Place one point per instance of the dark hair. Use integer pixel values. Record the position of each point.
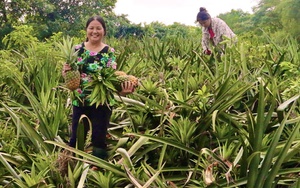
(99, 19)
(203, 14)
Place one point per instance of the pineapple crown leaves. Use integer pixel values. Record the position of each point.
(68, 51)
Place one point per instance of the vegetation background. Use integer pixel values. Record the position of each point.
(194, 121)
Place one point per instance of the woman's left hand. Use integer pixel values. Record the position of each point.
(127, 88)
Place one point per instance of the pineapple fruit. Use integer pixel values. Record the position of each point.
(123, 77)
(68, 52)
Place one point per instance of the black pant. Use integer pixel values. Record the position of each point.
(99, 118)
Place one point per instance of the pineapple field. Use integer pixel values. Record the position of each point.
(225, 120)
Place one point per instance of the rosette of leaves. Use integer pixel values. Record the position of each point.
(124, 77)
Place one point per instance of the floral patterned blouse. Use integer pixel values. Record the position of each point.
(88, 63)
(220, 29)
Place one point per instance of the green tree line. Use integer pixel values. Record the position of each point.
(46, 17)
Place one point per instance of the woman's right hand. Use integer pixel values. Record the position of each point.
(66, 67)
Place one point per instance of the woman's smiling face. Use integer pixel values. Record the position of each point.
(95, 31)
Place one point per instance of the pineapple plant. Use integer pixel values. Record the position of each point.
(123, 77)
(69, 53)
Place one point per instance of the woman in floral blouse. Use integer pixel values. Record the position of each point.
(93, 56)
(214, 31)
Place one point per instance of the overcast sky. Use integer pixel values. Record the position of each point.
(182, 11)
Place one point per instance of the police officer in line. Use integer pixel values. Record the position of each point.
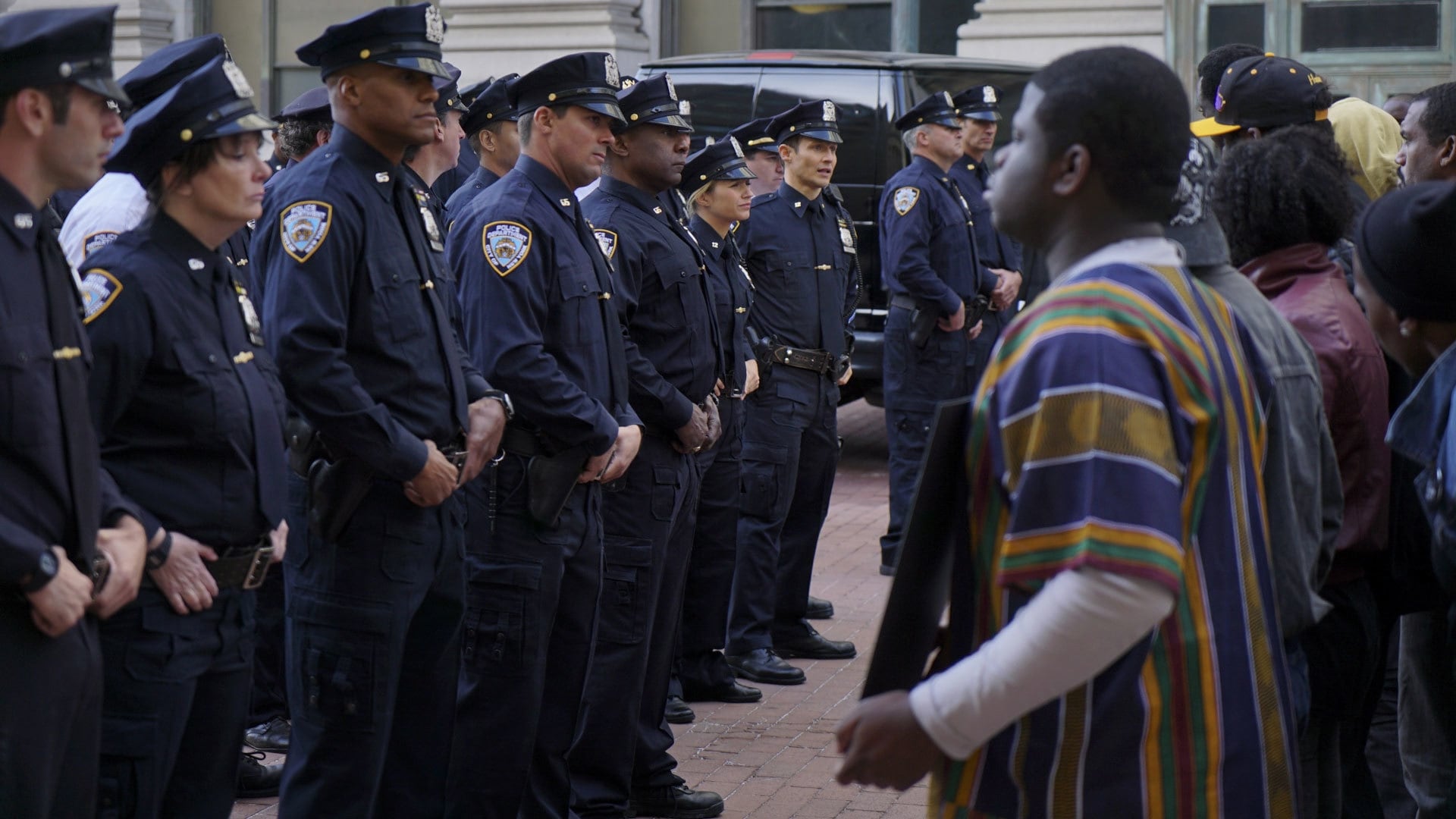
(190, 416)
(542, 322)
(1001, 256)
(117, 203)
(934, 275)
(494, 139)
(63, 523)
(674, 363)
(800, 248)
(762, 153)
(717, 187)
(400, 419)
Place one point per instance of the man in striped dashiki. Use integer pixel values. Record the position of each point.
(1116, 507)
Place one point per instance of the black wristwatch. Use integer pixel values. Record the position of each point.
(506, 401)
(158, 557)
(46, 570)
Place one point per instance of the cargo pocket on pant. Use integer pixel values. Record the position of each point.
(500, 618)
(127, 744)
(338, 645)
(622, 610)
(761, 480)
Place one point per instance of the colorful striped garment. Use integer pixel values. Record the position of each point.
(1119, 428)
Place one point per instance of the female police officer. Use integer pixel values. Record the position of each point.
(190, 417)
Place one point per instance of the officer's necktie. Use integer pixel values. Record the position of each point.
(268, 442)
(69, 366)
(413, 223)
(610, 325)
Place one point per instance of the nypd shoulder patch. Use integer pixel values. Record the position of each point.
(303, 226)
(506, 245)
(905, 199)
(98, 241)
(607, 241)
(99, 289)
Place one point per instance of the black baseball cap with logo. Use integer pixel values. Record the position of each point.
(1266, 93)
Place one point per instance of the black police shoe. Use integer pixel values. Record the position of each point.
(255, 779)
(762, 665)
(730, 691)
(813, 646)
(270, 736)
(677, 802)
(819, 610)
(677, 711)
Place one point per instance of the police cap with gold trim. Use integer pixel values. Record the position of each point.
(215, 101)
(47, 47)
(819, 120)
(406, 37)
(588, 79)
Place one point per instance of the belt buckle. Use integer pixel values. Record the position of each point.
(258, 569)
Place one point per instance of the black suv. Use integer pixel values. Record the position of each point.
(873, 89)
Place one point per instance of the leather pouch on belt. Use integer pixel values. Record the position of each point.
(335, 491)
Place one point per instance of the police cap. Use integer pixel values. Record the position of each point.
(755, 136)
(588, 79)
(819, 120)
(720, 161)
(654, 99)
(58, 46)
(491, 105)
(406, 37)
(934, 110)
(979, 102)
(168, 66)
(212, 102)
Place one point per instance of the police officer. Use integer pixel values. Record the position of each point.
(717, 186)
(494, 139)
(55, 126)
(117, 203)
(541, 321)
(190, 416)
(369, 359)
(930, 267)
(1001, 256)
(800, 249)
(674, 363)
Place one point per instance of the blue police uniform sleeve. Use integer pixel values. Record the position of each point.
(905, 245)
(504, 328)
(306, 308)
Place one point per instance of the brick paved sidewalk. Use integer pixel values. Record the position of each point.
(777, 758)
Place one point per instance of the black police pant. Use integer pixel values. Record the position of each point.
(50, 716)
(789, 453)
(373, 642)
(530, 614)
(915, 381)
(710, 569)
(647, 538)
(174, 707)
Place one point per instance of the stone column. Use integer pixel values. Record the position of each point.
(497, 37)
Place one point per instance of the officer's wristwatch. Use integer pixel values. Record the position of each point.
(506, 401)
(46, 570)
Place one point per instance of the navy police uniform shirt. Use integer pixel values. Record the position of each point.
(50, 464)
(184, 392)
(800, 254)
(663, 300)
(733, 297)
(927, 248)
(995, 248)
(533, 314)
(353, 314)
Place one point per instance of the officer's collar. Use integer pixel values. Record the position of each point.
(18, 215)
(632, 194)
(549, 184)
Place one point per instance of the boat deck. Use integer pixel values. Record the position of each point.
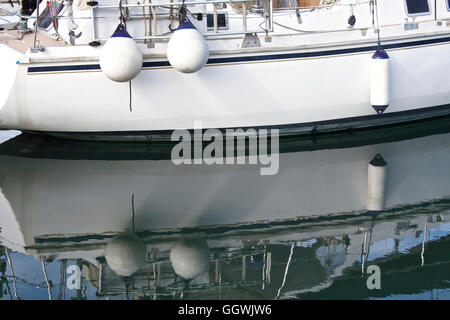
(21, 41)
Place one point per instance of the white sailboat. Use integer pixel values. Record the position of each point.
(301, 66)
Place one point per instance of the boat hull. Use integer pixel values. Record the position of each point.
(305, 91)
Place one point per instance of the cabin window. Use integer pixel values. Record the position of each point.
(222, 21)
(417, 7)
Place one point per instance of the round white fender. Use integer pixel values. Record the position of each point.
(379, 81)
(120, 58)
(125, 254)
(190, 257)
(187, 50)
(376, 184)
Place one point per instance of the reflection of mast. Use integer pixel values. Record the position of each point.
(287, 269)
(12, 272)
(423, 242)
(44, 271)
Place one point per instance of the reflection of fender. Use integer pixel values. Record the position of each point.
(9, 67)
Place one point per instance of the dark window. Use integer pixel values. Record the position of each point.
(221, 21)
(417, 6)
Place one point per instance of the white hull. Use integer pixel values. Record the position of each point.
(299, 92)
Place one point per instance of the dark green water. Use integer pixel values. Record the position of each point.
(67, 204)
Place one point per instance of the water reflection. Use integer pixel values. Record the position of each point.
(139, 227)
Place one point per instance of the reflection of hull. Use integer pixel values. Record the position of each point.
(48, 197)
(288, 263)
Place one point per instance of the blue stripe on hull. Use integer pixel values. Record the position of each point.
(328, 126)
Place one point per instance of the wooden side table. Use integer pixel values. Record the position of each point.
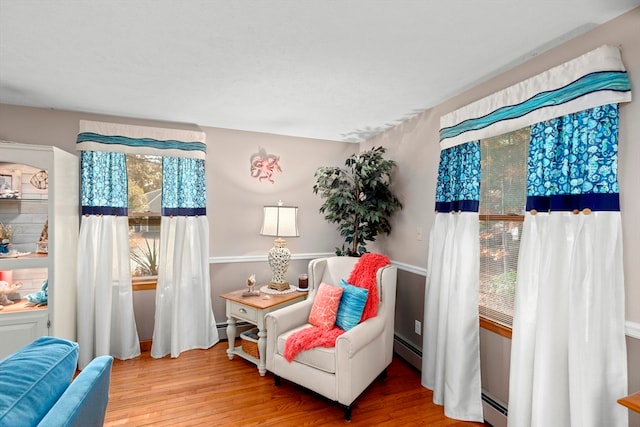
(253, 309)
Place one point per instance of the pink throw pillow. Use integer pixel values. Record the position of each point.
(325, 306)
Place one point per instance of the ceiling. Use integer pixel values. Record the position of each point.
(327, 69)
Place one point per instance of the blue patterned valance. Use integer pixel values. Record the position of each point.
(130, 139)
(183, 187)
(593, 79)
(104, 183)
(573, 162)
(458, 187)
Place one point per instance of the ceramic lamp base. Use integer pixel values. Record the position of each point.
(279, 259)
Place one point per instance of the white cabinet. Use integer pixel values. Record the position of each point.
(58, 204)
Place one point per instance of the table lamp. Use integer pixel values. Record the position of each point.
(279, 221)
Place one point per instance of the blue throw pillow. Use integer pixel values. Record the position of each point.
(351, 305)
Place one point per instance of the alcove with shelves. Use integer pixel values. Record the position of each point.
(39, 198)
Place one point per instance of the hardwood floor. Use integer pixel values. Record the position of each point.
(205, 388)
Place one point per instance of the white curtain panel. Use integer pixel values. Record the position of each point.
(568, 360)
(106, 323)
(184, 317)
(451, 360)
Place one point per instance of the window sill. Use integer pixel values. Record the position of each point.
(495, 327)
(144, 284)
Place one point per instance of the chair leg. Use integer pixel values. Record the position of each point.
(347, 413)
(383, 374)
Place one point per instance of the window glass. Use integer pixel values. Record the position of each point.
(502, 202)
(144, 174)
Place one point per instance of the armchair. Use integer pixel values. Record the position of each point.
(361, 354)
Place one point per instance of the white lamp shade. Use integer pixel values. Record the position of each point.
(280, 221)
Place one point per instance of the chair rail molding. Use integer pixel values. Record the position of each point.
(632, 329)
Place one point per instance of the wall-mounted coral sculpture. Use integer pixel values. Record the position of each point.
(264, 165)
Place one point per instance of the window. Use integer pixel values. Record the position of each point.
(144, 174)
(502, 203)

--

• _Aim of the task_
Your task is to return, exactly and on their own, the lines from the one containing "Place one point per instance of the table" through the last line of the listing.

• _Full answer_
Place one point per instance of the table lamp. Use integer pixel values. Record the position of each point.
(279, 221)
Place one point per instance of the blue throw pillow. Use integer pixel values. Record the position of each point.
(351, 305)
Place one point per instance of the alcove with shelves. Use integer pixel values. Record the position of each point.
(39, 198)
Place one point per instance of the hardwood floor. Use integer pixel values. Record the position of each point.
(205, 388)
Place one point per instance of the white curtain panel. Use integer pixel values. Record the position of each point.
(568, 360)
(106, 323)
(184, 317)
(451, 360)
Place one point per instance of the window sill. Use integer pixel values. Record the position of each point.
(495, 327)
(144, 284)
Place one point per instance of the chair leg. Use integer pixel values. Record the position of each point.
(347, 413)
(383, 374)
Place one point per instance of the window glass. Use integer pixel values. Record the position of each point.
(502, 202)
(144, 174)
Place one point per instance of the armchair. Use integer pixel values. Record the position of each point.
(361, 354)
Place one point per instance of the white lamp shade. Use integer pixel values. Record the position of each point.
(280, 221)
Place one point per instance of the chair rail molding. Use integer pixel values. Record the position of each point.
(632, 329)
Place one point per instance of the wall-mounted coral sculpture. Use integer pixel values. Record the position of each point.
(264, 165)
Place one point per instance of the window. Use integer pixel values. Record the position of each point.
(144, 174)
(502, 203)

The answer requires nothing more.